Saved entries
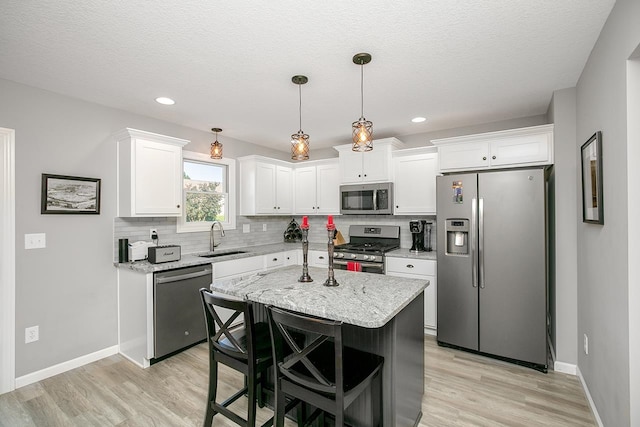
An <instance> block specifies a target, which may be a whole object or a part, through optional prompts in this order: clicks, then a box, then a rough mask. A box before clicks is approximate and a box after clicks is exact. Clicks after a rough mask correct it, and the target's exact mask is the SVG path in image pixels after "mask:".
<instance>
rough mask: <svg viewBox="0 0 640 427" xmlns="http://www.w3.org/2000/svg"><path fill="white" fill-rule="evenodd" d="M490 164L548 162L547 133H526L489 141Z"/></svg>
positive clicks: (544, 162) (550, 148) (549, 149)
mask: <svg viewBox="0 0 640 427" xmlns="http://www.w3.org/2000/svg"><path fill="white" fill-rule="evenodd" d="M490 148H491V166H504V165H510V166H511V165H513V166H515V165H521V164H530V163H550V156H549V154H550V150H551V144H550V142H549V137H548V135H547V134H540V135H528V136H520V137H514V138H508V139H504V140H499V141H492V142H491V147H490Z"/></svg>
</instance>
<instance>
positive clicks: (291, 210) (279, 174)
mask: <svg viewBox="0 0 640 427" xmlns="http://www.w3.org/2000/svg"><path fill="white" fill-rule="evenodd" d="M276 213H277V214H278V215H283V214H292V213H293V170H292V169H291V168H288V167H285V166H276Z"/></svg>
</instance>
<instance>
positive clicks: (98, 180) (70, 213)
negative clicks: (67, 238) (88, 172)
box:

_Exercise aim_
Write out every line of the entries above exactly, and omit their pictures.

_Answer box_
An <instance> block specifies a target, which may be a whole object or a part, through optional prompts in this order: clicks, then a box, then a rough mask. A box before clicks is approximate and a box after clicks is exact. Clicks after a rough mask correct it, and the target's exact mask is the SVG path in image pixels after "mask:".
<instance>
rough mask: <svg viewBox="0 0 640 427" xmlns="http://www.w3.org/2000/svg"><path fill="white" fill-rule="evenodd" d="M490 164L548 162L547 133H526L489 141Z"/></svg>
positive clicks: (544, 162) (550, 148) (549, 149)
mask: <svg viewBox="0 0 640 427" xmlns="http://www.w3.org/2000/svg"><path fill="white" fill-rule="evenodd" d="M490 148H491V166H504V165H510V166H511V165H513V166H515V165H521V164H530V163H550V156H549V154H550V150H551V144H550V142H549V137H548V135H547V134H540V135H528V136H520V137H514V138H508V139H504V140H499V141H492V142H491V147H490Z"/></svg>
</instance>
<instance>
positive clicks: (291, 210) (279, 174)
mask: <svg viewBox="0 0 640 427" xmlns="http://www.w3.org/2000/svg"><path fill="white" fill-rule="evenodd" d="M276 213H277V214H278V215H283V214H292V213H293V170H292V169H291V168H288V167H285V166H276Z"/></svg>
</instance>
<instance>
positive clicks: (98, 180) (70, 213)
negative clicks: (67, 238) (88, 172)
box:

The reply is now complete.